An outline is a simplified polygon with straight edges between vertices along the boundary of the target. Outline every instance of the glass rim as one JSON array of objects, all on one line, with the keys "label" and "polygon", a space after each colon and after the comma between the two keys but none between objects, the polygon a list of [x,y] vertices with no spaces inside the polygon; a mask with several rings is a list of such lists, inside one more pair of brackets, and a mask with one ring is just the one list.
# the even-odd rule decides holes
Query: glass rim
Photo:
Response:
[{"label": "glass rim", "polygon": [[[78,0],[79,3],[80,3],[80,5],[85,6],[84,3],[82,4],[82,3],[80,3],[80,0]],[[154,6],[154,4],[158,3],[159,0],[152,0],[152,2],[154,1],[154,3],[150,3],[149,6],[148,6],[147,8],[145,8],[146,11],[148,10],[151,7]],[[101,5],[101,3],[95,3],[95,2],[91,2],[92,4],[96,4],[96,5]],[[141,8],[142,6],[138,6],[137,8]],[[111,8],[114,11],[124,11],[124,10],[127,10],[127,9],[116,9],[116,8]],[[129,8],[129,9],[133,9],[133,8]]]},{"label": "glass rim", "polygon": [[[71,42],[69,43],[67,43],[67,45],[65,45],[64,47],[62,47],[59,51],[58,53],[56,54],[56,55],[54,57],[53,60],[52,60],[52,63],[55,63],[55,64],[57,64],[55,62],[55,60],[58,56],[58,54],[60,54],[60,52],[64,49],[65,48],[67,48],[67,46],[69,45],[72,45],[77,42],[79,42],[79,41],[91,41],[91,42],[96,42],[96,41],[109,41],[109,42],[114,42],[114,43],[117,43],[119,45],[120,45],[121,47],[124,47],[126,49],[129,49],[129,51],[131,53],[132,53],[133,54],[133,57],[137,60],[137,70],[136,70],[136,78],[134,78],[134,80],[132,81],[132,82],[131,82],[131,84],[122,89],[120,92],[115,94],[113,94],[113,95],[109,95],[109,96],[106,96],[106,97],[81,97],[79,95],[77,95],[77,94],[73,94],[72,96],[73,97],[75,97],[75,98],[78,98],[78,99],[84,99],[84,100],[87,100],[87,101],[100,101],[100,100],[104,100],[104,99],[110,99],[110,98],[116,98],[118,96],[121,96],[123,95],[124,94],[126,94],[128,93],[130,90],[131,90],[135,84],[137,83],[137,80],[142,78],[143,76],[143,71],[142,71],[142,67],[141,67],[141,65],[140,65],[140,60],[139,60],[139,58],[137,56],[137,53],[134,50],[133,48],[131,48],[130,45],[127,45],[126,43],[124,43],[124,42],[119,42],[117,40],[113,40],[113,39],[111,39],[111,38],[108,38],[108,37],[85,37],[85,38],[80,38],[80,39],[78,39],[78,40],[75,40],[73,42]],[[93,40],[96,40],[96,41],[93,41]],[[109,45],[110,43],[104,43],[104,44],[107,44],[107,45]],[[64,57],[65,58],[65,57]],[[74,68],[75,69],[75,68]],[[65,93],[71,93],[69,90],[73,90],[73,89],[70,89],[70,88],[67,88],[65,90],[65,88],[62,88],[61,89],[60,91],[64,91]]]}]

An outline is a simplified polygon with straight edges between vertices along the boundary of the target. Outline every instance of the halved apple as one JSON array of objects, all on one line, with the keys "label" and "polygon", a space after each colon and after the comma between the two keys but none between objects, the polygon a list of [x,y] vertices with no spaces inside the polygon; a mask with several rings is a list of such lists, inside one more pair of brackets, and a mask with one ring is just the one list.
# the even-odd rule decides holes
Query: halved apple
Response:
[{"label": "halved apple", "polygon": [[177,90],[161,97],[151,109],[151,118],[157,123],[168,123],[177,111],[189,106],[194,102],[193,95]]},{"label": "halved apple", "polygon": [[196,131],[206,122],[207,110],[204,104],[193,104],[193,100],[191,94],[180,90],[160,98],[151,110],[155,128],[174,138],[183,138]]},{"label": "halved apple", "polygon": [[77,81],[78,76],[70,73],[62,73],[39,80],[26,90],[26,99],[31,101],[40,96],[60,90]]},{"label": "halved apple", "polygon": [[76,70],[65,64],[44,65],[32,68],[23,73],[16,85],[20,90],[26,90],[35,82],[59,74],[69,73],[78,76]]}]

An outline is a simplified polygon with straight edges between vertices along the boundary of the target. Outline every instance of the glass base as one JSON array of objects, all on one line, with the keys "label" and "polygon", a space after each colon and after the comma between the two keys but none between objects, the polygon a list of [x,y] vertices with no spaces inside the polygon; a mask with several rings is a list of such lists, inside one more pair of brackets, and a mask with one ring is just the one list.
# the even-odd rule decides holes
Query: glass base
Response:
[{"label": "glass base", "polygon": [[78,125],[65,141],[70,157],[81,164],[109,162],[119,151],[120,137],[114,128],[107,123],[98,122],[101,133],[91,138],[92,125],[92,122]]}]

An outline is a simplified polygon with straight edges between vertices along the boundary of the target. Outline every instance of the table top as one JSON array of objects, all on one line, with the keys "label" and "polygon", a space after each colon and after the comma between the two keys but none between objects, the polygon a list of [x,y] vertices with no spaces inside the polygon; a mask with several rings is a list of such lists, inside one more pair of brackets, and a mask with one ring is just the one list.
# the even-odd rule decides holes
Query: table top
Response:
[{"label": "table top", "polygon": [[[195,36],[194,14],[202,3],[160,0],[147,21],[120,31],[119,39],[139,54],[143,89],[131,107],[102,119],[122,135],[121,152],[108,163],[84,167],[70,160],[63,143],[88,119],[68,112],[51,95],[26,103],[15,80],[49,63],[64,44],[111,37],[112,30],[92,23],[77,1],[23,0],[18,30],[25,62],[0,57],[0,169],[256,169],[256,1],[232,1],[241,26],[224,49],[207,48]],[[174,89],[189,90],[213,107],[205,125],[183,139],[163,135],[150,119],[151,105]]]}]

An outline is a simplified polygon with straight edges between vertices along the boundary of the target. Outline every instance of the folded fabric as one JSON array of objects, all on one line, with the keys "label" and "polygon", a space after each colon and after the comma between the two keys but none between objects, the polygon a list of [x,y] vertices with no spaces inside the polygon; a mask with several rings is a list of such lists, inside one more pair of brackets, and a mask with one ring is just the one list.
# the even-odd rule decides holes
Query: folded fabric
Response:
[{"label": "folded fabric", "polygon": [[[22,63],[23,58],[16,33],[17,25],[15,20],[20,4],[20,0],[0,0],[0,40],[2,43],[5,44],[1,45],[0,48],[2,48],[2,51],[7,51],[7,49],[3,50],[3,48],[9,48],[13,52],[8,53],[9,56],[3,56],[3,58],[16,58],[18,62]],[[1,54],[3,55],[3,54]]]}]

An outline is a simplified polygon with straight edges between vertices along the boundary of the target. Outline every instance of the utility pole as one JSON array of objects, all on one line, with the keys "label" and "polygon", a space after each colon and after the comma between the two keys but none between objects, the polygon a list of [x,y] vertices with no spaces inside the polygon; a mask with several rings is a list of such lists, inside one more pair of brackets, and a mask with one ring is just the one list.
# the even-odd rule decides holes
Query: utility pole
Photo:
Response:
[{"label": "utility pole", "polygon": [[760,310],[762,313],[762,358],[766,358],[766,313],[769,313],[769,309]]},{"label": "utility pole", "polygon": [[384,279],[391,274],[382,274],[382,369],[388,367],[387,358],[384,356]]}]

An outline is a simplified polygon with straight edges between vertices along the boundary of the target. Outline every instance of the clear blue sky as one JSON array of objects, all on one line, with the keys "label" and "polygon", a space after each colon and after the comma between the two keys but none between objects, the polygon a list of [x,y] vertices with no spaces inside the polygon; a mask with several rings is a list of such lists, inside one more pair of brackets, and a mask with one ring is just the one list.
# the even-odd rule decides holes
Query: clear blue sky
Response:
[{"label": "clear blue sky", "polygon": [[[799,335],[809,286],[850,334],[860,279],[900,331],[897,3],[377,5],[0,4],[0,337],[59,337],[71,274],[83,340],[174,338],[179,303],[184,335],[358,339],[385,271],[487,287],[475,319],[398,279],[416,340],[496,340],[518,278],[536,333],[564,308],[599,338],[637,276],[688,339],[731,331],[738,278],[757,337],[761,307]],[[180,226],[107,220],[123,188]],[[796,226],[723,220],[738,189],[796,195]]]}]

WHAT YOU NEED TO DO
Identify each line in the listing above that contains the word "clear", and copy those lines out in full.

FULL OUTPUT
An outline is a simplified polygon with straight edges between vertices along the boundary of the target. Outline every instance of the clear blue sky as one JSON array of objects, all on one line, with the keys "label" and "polygon", a space after each colon and after the comma between the two keys but none between objects, the polygon a list of [x,y] vertices with no spaces inside the polygon; a mask with several rings is a list of such lists, inside one more pair of brackets, and a mask with one ring is just the one list.
Query: clear blue sky
[{"label": "clear blue sky", "polygon": [[[799,335],[809,286],[850,334],[860,279],[900,331],[897,3],[377,5],[0,4],[0,337],[59,337],[71,274],[83,340],[174,338],[179,303],[184,335],[358,339],[385,271],[487,287],[475,319],[398,279],[416,340],[496,340],[518,278],[536,333],[564,308],[599,338],[637,276],[688,339],[731,331],[738,278],[757,337],[761,307]],[[180,226],[107,220],[123,188]],[[796,226],[723,220],[738,189],[796,195]]]}]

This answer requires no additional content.